Vorgelegter Text
------------
5.2 Nach den für das Bundesgericht ebenfalls verbindlichen Feststellungen der
Vorinstanz enthielten die Rentenverfügungen den expliziten Hinweis darauf,
Änderungen im Zivilstand seien meldepflichtig. Die Versicherte bringt zwar
glaubhaft vor, sie habe ihre Meldepflicht nicht absichtlich verletzt (E. 5.1
hievor). Indes muss sie sich den Vorwurf gefallen lassen, nicht das
Mindestmass an Aufmerksamkeit aufgewendet zu haben, das von einem
verständigen Menschen in gleicher Lage und unter den gleichen Umständen
verlangt werden darf (vgl. Urteil des Eidgenössischen Versicherungsgerichts I
622/05 vom 14. August 2006 E. 4.4 mit Hinweis auf BGE 110 V 176 E. 3d S.
181). Dies gilt umso mehr, als die Beschwerdeführerin gut ausgebildet ist
(Abschluss einer kaufmännischen Lehre mit dem Diplom; Besuch verschiedener
Kurse im Sprach- und Computerbereich, in der Personalführung sowie
Kaderschulungen) und verschiedentlich in verantwortungsvollen Positionen
berufstätig war (unter anderem als Sekretärin, in der Buchhaltung und zuletzt
bei einer Grossbank als Sachbearbeiterin und Sekretärin in der
Export-Finanzabteilung). Mit der von ihr zu erwartenden Umsicht hätte sie
ohne weiteres merken müssen, dass ihre Heirat gegenüber der Ausgleichskasse
meldepflichtig war. Wenn sie dies nicht erkannte, liegt darin nicht nur eine
leichte Nachlässigkeit, sondern eine trotz ihres Alters nicht leicht wiegende
Pflichtwidrigkeit, weshalb Vorinstanz und Verwaltung die Gutgläubigkeit beim
Leistungsbezug zu Recht verneint haben.
------------
Gestellte Aufgabe 1
Worauf wiesen die Rentenverfügungen laut dem Urteilsauszug ausdrücklich hin?
Die Datensätze haben mit dem Urteilsauszug nichts zu tun.

Datensätze aus einer Datenquelle
------------
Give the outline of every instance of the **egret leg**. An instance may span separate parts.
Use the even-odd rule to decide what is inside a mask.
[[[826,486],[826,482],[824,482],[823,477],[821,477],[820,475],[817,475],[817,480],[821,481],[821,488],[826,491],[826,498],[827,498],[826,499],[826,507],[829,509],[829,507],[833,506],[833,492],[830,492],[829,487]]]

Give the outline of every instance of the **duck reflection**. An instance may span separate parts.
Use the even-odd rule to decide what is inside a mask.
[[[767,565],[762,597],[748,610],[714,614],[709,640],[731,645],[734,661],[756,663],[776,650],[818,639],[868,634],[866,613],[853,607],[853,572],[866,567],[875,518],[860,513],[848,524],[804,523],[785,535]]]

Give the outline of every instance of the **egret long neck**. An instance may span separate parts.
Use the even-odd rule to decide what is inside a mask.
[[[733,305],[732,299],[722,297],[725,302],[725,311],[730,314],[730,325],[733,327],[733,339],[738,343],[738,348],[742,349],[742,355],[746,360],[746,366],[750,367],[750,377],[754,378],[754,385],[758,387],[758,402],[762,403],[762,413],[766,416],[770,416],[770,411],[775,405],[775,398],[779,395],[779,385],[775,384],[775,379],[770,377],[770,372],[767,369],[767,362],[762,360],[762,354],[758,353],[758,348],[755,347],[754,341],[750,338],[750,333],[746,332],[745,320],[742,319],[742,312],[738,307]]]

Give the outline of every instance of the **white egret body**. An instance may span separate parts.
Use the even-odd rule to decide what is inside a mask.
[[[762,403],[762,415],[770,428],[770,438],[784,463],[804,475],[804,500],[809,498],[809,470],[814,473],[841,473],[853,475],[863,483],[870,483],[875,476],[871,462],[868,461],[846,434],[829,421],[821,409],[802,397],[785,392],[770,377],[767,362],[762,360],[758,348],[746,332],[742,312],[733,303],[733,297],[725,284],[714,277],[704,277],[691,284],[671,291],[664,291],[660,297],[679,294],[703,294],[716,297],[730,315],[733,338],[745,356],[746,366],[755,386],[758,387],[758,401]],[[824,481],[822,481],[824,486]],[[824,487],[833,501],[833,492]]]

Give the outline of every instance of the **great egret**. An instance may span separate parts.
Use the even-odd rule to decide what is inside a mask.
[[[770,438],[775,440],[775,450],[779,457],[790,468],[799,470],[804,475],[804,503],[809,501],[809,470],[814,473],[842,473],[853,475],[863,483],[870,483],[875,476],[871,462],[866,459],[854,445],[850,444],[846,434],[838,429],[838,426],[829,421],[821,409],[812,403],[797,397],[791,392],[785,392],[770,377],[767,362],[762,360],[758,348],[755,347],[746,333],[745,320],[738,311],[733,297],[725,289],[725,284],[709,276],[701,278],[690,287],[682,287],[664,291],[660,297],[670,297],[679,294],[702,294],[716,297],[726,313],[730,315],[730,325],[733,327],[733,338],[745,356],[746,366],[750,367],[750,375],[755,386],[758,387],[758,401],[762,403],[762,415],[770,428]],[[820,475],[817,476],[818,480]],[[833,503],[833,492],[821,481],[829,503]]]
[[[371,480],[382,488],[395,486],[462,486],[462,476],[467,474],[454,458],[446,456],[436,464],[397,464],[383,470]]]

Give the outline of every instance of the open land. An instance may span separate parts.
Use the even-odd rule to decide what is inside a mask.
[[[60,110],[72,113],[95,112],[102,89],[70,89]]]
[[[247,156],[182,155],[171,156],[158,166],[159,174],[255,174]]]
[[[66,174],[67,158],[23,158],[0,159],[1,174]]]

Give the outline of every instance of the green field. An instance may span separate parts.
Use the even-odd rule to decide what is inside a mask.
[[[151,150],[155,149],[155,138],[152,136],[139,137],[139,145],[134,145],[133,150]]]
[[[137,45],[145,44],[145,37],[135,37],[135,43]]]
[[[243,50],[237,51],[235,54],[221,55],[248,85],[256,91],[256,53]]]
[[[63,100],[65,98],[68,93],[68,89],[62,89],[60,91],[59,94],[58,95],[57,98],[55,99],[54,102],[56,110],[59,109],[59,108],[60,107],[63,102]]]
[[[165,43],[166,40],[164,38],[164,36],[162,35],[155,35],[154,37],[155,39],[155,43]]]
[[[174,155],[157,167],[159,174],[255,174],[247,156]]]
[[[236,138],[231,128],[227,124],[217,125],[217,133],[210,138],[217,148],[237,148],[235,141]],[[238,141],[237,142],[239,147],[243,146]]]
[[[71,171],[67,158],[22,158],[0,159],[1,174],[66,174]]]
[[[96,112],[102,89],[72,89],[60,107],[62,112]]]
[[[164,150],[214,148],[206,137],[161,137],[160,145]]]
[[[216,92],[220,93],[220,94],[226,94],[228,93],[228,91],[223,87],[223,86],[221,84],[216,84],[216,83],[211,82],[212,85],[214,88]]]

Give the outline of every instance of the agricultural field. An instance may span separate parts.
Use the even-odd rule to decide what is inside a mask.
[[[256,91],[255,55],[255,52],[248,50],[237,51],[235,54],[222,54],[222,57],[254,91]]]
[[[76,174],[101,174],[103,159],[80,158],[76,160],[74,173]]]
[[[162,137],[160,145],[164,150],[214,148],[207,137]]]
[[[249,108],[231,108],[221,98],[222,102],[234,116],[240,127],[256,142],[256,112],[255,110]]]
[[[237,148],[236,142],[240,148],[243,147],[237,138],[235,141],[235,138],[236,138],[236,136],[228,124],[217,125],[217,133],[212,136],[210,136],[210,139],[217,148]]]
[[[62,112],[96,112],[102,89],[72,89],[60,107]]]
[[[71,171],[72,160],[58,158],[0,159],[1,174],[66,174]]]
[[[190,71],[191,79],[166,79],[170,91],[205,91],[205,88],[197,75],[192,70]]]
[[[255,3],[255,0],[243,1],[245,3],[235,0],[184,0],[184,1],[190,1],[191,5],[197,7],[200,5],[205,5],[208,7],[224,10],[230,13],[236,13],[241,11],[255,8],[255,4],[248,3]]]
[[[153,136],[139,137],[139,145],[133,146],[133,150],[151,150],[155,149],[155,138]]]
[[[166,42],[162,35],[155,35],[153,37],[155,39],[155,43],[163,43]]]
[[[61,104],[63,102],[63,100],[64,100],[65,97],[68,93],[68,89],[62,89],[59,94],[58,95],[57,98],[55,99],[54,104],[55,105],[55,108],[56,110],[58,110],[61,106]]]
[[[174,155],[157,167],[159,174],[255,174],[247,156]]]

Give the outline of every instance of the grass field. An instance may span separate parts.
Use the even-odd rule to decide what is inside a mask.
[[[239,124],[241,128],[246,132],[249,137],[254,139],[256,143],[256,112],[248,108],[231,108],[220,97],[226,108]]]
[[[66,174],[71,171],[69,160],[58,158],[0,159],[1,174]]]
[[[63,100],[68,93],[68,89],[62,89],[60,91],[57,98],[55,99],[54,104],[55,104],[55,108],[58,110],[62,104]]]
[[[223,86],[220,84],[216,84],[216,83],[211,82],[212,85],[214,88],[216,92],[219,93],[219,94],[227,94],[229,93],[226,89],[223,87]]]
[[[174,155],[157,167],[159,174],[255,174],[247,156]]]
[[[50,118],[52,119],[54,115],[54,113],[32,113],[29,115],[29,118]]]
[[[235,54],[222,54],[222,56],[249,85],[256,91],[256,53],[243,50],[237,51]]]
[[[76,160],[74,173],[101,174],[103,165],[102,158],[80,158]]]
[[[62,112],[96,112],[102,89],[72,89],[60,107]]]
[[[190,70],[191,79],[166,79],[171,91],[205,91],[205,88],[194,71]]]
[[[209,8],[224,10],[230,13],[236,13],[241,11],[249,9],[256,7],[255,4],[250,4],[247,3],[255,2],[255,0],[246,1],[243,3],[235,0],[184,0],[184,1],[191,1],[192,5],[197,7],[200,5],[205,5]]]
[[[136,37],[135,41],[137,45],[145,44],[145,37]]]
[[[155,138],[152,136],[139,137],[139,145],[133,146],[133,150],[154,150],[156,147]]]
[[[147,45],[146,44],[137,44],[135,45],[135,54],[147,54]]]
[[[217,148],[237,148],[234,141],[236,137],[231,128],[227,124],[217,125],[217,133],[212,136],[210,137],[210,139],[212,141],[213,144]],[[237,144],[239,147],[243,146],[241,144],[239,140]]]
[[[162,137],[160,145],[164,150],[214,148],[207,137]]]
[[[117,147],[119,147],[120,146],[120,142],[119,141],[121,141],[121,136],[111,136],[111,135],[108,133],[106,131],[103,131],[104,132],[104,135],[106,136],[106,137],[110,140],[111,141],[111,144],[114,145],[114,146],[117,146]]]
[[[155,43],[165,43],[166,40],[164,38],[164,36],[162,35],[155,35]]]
------------
Gestellte Aufgabe 2
Bitte finde in den Datensätzen jede Zeile, in der das Wort „parts“ vorkommt, und kopiere sie.

Erwartete Ausgabe 1
Darauf, dass Änderungen im Zivilstand meldepflichtig seien.

Erwartete Ausgabe 2
Give the outline of every instance of the **egret leg**. An instance may span separate parts.
Give the outline of every instance of the **duck reflection**. An instance may span separate parts.
Give the outline of every instance of the **egret long neck**. An instance may span separate parts.
Give the outline of every instance of the **white egret body**. An instance may span separate parts.
Give the outline of every instance of the **great egret**. An instance may span separate parts.
Give the outline of every instance of the open land. An instance may span separate parts.
Give the outline of every instance of the green field. An instance may span separate parts.
Give the outline of every instance of the agricultural field. An instance may span separate parts.
Give the outline of every instance of the grass field. An instance may span separate parts.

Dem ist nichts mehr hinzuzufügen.